Source text ▸
* * * * * * *
Important limitations and considerations

Sweep and optimisation interaction

For a simulation that uses the solve type Sweep, the full list of modifiers is applied to every sweep condition. It is not possible to sweep the values of the modifiers themselves.

Simulations that use the solve type Optimisation will apply the modifiers to every run within every generation.

Multipliers, not absolute values

Modifiers use multiplicative changes only. You cannot set absolute values directly. To achieve a specific parameter value, you must calculate the required multiplier from the base value.

Example: If base R_s = 0.5 Ω·cm² and you want R_s = 0.6 Ω·cm², use multiplier 0.6 / 0.5 = 1.2.
* * * * * * *
Items ▸
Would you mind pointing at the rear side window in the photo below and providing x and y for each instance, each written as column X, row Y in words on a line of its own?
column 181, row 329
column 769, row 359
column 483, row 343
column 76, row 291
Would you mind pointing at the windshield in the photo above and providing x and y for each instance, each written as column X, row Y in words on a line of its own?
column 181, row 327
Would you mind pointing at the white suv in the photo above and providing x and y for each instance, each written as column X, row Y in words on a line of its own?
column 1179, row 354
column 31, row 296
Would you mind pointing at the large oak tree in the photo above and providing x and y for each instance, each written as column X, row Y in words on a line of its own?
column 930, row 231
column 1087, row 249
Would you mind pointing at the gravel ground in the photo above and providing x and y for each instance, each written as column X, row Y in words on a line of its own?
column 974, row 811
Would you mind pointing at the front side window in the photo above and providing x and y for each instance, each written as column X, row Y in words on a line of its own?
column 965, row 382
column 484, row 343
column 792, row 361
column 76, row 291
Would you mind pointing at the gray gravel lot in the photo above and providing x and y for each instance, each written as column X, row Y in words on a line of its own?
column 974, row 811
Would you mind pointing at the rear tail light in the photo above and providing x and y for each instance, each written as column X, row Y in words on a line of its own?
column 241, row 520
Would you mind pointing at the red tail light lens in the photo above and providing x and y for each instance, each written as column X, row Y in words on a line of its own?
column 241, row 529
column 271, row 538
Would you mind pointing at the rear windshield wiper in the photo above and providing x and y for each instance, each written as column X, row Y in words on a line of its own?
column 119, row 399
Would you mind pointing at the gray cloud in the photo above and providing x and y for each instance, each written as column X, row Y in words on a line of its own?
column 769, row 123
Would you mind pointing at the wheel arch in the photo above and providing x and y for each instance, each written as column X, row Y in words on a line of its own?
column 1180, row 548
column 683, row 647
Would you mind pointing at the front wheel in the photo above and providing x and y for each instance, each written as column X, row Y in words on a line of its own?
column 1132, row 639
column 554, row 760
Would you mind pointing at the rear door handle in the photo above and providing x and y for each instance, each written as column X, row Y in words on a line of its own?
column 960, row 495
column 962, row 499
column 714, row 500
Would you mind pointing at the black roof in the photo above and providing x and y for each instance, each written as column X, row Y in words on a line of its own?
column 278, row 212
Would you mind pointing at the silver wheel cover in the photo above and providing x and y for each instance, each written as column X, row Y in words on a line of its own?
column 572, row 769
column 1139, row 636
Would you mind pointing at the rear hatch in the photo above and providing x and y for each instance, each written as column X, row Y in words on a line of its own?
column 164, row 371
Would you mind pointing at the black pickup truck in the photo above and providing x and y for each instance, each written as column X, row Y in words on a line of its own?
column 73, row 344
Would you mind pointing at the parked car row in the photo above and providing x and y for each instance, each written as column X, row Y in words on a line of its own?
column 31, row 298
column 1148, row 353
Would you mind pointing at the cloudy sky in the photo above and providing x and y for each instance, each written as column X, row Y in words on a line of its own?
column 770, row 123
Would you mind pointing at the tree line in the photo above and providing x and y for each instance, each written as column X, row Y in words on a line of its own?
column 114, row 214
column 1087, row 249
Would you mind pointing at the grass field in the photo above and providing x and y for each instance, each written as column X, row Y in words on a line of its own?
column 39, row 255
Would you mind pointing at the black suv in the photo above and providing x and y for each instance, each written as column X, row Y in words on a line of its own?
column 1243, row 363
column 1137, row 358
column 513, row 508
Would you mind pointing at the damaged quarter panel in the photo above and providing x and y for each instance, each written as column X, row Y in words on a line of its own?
* * * * * * *
Written problem 1 ▸
Please echo the stretch of the simulation modifiers text from "Sweep and optimisation" through "the modifiers themselves.".
Written problem 2 ▸
Answer these from the simulation modifiers text:
(a) With the solve type Sweep, what is applied to every sweep condition?
(b) With the solve type Optimisation, where are the modifiers applied?
(c) What multiplier does the example give for changing R_s from 0.5 Ω·cm² to 0.6 Ω·cm²?
Written problem 3 ▸
Write the next part of the simulation modifiers text, starting after its last sentence.

Exercise response 1 ▸
Sweep and optimisation interaction

For a simulation that uses the solve type Sweep, the full list of modifiers is applied to every sweep condition. It is not possible to sweep the values of the modifiers themselves.

Exercise response 2 ▸
(a) The full list of modifiers.
(b) To every run within every generation.
(c) 1.2.

Exercise response 3 ▸
Multiple modifiers may impact the same cell

If two or more modifiers are set to impact any specific cell, then all will be applied, in the order they appear in the modifier list. For example, in the screenshots below the first modifier reduces the J_L of every cell in the row 5 to 90%. The second modifier then increases the J_L of every cell in the column 2 to 110%

The resulting cell map demonstrates that the overlap cell at (2, 5) is affected by both modifiers. In this case it is close to unaffected; however the value is slightly reduced since 0.9 * 1.1 = 0.99.

Temperature interaction

Modifiers are applied at T_nominal (the reference temperature where equivalent-circuit parameters are defined, typically 25°C) before temperature correction to T_operating. This means:

• Multipliers are applied to parameters at the nominal/reference temperature (typically 25°C)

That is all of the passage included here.